TEXT BLOCK:
Baseball News: A new Michigan independent league team, the Westside Woolly Mammoths, revealed its logo, uniforms, and mascot (from Bill Shea, Timothy Pontzer, and Phil). … New jerseys for Bowling Green (from Rick Blanc). … A Cub and and a Pirate endorsing the Phillies? Yes, in these 1964 newspaper ads showing Ernie Banks and Bill Mazeroski promoting Phillies cigars (from Jerry Wolper). … New 35th-season logo for the Las Vegas 51s.

NFL News: The Titans are planning to update their uniforms for the 2018 season. … “I’ve been looking for this equipment bag, featured on the Steve Largent Legacy poster, for quite some time,” says Michael Princip. “Finally found it a few weeks ago!” The bag has “Hester” on it, which is odd, because nobody by that name has ever played for the Seahawks — until now. … In honor of the playoff appearance, the Spirit of Detroit statue is wearing a Lions jersey (from Phil). … The Packers, who only wear captaincy patches for the postseason, named six captains for this weekend’s Wild Card game against the Giants (from @JohnnyOeleven). … We’ve seen this before, but in case you missed it: A fish shop in Iraq is named after Donald Trump and uses his likeness as a logo. As you can see, his hair is the Chargers bolt logo. The illustration was taken from an Uproxx story that worked Trump’s face into every NFL logo (from Chris Kier).

College Football News: Many readers sent this in: New logo package for James Madison. The school unveiled the new logos three days before the Dukes play in the FCS Championship game. … Top high school players will wear black and yellow unis in Saturday’s U.S. Army All-American Bowl. More photos here. … A pest control company poached the AAC logo.

Hockey News: This Saturday the Knoxville Ice Bears will wear a Predators-themed jersey that was designed by Tyler Earles. … The Regina Pats will wear Blue Jays jerseys on Saturday (from Rob Bartlett). … The Ontario Reign, the Kings’ AHL team, will wear silver-and-black Kings fauxbacks for the outdoor game at Memorial Stadium in Bakersfield on Saturday. Also, players in the Alumni-Celebrity game on Friday will wear a memorial decal for Alan Thicke (from Kristopher Sharpe). … The Devils will induct former owner Dr. John J. McMullen to their Ring of Honor tomorrow night and will wear this patch for the occasion. The patch is shaped like the old Colorado Rockies logo, which reflects how McMullen brought the franchise from Colorado to New Jersey, and the patch’s color scheme reflects the Devils’ original colors. Also, here’s McMullen posing with a prototype Devils logo. … The Blues’ Winter Classic jerseys were such a hit that they’re going to wear them for six more weekend games this season (from T.J. Patton).

NBA News: The Hawks will retire Pete Maravich’s No. 44. I was surprised it wasn’t retired already. … The Cavs wore orange throwbacks at home and the Bulls wore white on the road. The Cavs didn’t have the gold championship tab, though (from Kevin Chmura). … The Hornets wore their black Buzz City alts at home, and the visiting Thunder wore white. … The Delaware 87ers will wear R2-D2 jerseys tomorrow night. … Russell Westbrook has “Why Not?” written on the toe of his shoe. It’s the name of his education foundation. … Giannis Antetokounmpo appears on the most recent cover of Sports Illustrated. He’s the first Buck to be on the cover since 1982.

ITEMS:
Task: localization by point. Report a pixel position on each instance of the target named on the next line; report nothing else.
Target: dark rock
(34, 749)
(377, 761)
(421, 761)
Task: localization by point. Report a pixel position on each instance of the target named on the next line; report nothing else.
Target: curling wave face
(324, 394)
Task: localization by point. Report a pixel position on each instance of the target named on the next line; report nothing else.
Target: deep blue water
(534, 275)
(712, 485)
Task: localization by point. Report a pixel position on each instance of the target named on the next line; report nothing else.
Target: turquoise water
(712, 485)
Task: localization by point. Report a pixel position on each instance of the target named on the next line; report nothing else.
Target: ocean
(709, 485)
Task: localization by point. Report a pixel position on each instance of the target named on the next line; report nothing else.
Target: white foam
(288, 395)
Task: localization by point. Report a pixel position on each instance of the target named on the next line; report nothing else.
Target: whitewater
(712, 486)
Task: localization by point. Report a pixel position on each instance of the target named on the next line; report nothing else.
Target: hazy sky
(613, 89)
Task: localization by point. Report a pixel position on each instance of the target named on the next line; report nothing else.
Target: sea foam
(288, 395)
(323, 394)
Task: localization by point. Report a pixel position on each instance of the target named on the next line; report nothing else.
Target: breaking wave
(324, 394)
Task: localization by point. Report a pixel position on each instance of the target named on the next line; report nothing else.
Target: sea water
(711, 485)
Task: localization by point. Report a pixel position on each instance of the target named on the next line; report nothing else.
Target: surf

SHORT TASK A: Translate this sentence from the sports uniform news roundup into Spanish: "The Hawks will retire Pete Maravich’s No. 44."
SHORT TASK B: Pick out every line of the listing that contains the string "wave", matching case exactly.
The news text and the listing come from unrelated sources.

WRITTEN SOLUTION A: Los Hawks retirarán el número 44 de Pete Maravich.

WRITTEN SOLUTION B:
Target: curling wave face
Target: breaking wave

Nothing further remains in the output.